• _Exercise goal_:
Using the busulfan abstract, answer these:
(a) Which department and center are given in the affiliation line?
(b) What fludarabine dose was given, and for how many days?
(c) How many level 3 patients developed veno-occlusive disease of the liver?
*** Opening Page extract ***
Maximally tolerated busulfan systemic exposure in combination with fludarabine as conditioning before allogeneic hematopoietic cell transplantation.

Department of Blood and Marrow Transplantation, Moffitt Cancer Center, 12902 USF Magnolia Drive, Tampa, FL 33612, USA.
Biology of blood and marrow transplantation: journal of the American Society for Blood and Marrow Transplantation (Impact Factor: 3.15). 12/2011; 18(7):1099-107. DOI: 10.1016/j.bbmt.2011.12.584
Source: PubMed

ABSTRACT Systemic exposure to high-dose busulfan has been correlated with efficacy and toxicity after hematopoietic cell transplantation for malignancy. We used the area under the concentration-time curve (AUC) to prospectively determine the maximally tolerated systemic exposure to i.v. busulfan when given once daily after fludarabine administered at 40 mg/m(2) for 4 days. Three target AUC levels were planned: 6,000, 7,500, and 9,000 μM-min. Included were patients 16 to 65 years old, with a hematologic malignancy, an HLA A, B, or C, DRB1 8/8 or 7/8 matched donor, Karnofsky performance status ≥70%, and adequate organ function. For level 1 patients, i.v. busulfan doses 1 and 2 were 170 mg/m(2)/day, then doses 3 and 4 were adjusted based on first-dose pharmacokinetic modeling to achieve an average daily AUC of 6,000 μM-min. Doses 1 and 2 for the subsequent cohorts were based on the level 1 data: 180 mg/m(2)/day for AUC 7,500 μM-min (level 2) and 220 mg/m(2)/day for AUC 9,000 μM-min (level 3), with pharmacokinetic targeting for doses 3 and 4. Pharmacokinetic analysis after the last dose showed that 88% of the patients had been exposed to a mean AUC within 10% of the target. Forty patients were treated at level 1, 29 patients at level 2, and three patients at level 3. DLT was veno-occlusive disease of the liver, which occurred in none of 40 patients (0%) at level 1, two of 29 patients (7%) at level 2, and three of three patients (100%) at level 3. Dermatitis (P < .01) and pulmonary toxicity (P = .01) were also increased at higher AUC levels. Level 2 (7,500 μM-min × 4 days) was the maximally tolerated AUC. Within the confines of the trial's small sample size, there was no suggestion that escalating busulfan AUC from 6,000 to 7,500 μM-min × 4 days increased nonrelapse mortality. Assessment of the higher busulfan AUC on relapse prevention requires trials in patients with a homogeneous risk of relapse.
*** Closing Page extract ***
*** Opening Entries shown ***
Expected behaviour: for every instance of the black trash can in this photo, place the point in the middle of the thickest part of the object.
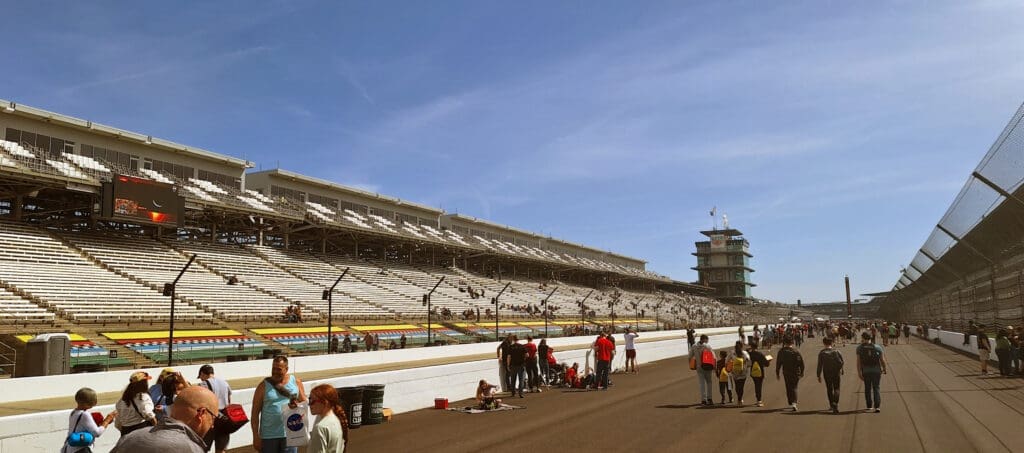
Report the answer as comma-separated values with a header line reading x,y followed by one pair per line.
x,y
373,404
351,400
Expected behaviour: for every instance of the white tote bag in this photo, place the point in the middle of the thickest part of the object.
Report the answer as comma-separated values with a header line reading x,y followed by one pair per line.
x,y
296,424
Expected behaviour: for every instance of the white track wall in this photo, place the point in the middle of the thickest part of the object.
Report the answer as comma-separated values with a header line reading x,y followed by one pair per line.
x,y
406,389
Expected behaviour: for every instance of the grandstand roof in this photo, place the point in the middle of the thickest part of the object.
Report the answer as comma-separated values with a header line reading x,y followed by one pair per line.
x,y
11,108
291,175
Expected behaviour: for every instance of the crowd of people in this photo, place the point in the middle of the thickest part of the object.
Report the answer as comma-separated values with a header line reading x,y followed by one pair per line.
x,y
732,368
174,415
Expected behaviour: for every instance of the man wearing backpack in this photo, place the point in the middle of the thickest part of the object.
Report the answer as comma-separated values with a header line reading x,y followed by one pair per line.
x,y
870,367
705,357
791,365
759,364
830,361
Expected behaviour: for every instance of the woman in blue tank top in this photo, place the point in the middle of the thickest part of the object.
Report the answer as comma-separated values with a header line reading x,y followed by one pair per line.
x,y
268,401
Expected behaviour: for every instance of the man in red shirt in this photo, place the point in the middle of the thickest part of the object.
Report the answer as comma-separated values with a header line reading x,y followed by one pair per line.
x,y
602,352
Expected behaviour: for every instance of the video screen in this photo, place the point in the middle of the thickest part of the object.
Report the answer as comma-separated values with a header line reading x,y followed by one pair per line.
x,y
134,199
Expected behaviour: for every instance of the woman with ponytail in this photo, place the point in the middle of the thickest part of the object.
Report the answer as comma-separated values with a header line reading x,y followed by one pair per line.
x,y
330,433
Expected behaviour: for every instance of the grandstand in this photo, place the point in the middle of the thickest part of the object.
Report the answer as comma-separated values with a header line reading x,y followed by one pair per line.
x,y
95,220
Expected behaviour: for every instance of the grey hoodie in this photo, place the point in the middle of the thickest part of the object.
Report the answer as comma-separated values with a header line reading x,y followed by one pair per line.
x,y
169,436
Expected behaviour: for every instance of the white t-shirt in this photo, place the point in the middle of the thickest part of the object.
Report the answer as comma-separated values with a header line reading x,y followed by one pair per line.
x,y
629,340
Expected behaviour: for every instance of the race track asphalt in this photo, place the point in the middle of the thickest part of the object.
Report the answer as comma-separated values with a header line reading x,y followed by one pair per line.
x,y
933,400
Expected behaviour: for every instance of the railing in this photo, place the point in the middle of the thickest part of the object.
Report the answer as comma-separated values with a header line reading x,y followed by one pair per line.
x,y
8,360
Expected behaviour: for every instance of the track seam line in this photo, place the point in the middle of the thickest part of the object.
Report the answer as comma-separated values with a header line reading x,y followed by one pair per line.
x,y
929,377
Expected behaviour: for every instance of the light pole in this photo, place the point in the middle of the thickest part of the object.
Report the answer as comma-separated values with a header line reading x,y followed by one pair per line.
x,y
583,311
544,303
636,307
426,301
495,301
329,296
169,291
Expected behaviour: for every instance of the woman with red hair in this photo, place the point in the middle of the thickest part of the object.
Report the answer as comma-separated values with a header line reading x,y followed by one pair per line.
x,y
330,434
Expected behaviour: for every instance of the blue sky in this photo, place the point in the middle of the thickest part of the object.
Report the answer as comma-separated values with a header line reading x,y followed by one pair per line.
x,y
834,134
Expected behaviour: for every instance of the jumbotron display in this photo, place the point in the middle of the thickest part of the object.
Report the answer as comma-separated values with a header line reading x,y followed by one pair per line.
x,y
138,200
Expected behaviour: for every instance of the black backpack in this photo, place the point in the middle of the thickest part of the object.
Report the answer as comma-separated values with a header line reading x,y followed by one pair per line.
x,y
832,361
869,356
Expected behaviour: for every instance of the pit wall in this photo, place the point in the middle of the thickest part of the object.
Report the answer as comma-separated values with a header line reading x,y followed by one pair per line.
x,y
406,389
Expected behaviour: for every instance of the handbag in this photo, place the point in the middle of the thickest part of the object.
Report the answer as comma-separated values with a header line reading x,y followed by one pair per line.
x,y
230,418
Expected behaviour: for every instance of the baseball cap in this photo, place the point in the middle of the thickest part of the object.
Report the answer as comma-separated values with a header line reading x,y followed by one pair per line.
x,y
205,369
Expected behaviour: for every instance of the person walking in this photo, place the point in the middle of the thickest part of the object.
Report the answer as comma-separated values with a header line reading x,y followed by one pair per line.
x,y
135,409
81,421
830,362
542,354
603,349
740,370
791,366
532,381
268,400
984,348
516,363
759,365
330,430
222,389
503,359
870,367
704,359
190,418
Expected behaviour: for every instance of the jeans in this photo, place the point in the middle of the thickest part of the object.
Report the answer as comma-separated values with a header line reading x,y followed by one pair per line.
x,y
517,372
791,386
276,446
758,381
705,378
531,373
602,373
1004,356
872,381
832,388
503,376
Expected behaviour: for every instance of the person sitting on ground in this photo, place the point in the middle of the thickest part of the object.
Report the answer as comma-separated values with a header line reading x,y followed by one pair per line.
x,y
572,376
485,396
82,421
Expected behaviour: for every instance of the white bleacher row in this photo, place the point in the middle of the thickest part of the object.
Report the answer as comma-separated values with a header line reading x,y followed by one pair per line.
x,y
68,283
156,263
13,309
352,296
86,162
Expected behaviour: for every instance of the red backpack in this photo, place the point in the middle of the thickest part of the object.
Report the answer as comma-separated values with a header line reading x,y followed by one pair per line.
x,y
708,359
*** Closing Entries shown ***
• _Solution to this problem_:
(a) Department of Blood and Marrow Transplantation, Moffitt Cancer Center
(b) 40 mg/m(2) for 4 days
(c) Three of three patients (100%)